Document passage:
*****

I have a txt file with <i>
and </i>
between words that I would like to remove using Editpad
For example, I'd like to keep when it's like this:
<i>Phrases and words.</i>
And I'd like to remove the </i>
and <i>
tags inside the phrase, when it's like this:
<i>Phrases</i>and<i> words.</i>
<i>Phrases</i>and <i>words.</i>
I was trying to do that using regex, but I couldn't do it.
As the tag is followed by space or a word character I could find when the line has the double tag with
/ <i>|<\/i> /
but this way I can't just press replace for nothing, I have to edit line by line I search.
There's anyway to accomplish that?
Another example of lines found on the subtitle text
<i>- find me on the chamber.</i>
- What? <i>Go. Go, go, go!</i>
Rule number one: you can't parse html with regex.
That being said, if you know each line follows a certain pattern, you can usually hack something together to work. ;)
If I've understood correctly, it looks like you can simply remove all <i>
and </i>
that aren't either at the beginning or end of the lines. In that case, one method you could try is the following regex:
(?<=.)\<\/?i\>(?=.)

*****

Data segment:
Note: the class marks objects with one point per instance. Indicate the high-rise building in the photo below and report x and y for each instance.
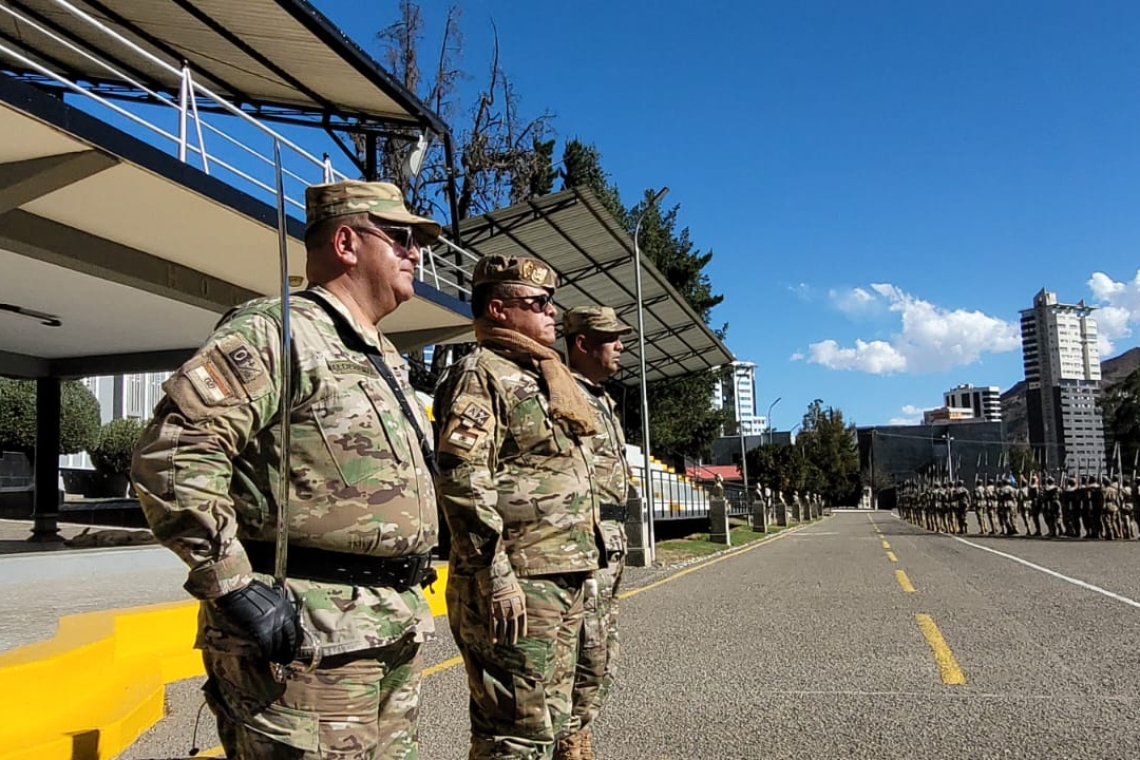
(738, 395)
(984, 401)
(1063, 384)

*****

Required work:
A. Using the thread on removing italic tags in Editpad, answer these:
(i) What regex did the asker use to find lines with the double tag?
(ii) What does the reply give as rule number one?
(iii) Where in a line does the reply say the tags should be left alone?
B. Proceed with the thread on removing italic tags in Editpad from where it stops.

Answers provided:
A.
(i) / <i>|<\/i> /
(ii) You can't parse html with regex.
(iii) At the beginning or end of the line.

B.
This will match the tags, with a lookahead and behind to make sure that we aren't at the end/start of a line (by checking if another character exists in front/behind. (Note that typically matched characters in a lookahead/behind won't be replaced when you search/replace.)
Disclaimer: this works on regex101, but notepad++ may have some differences to the pcre regex style.
EDIT: since this question is actually wanting to know how to do this in Editpad, below is a modified alternative:
Try searching for the regex: (.)\<\/?i\>(.)
. This will match (and capture) exactly one character before and after the <i>
tags.
When replacing, use backreferences to replace the entire match with the two captured characters - a replacement string of \1\2
should work.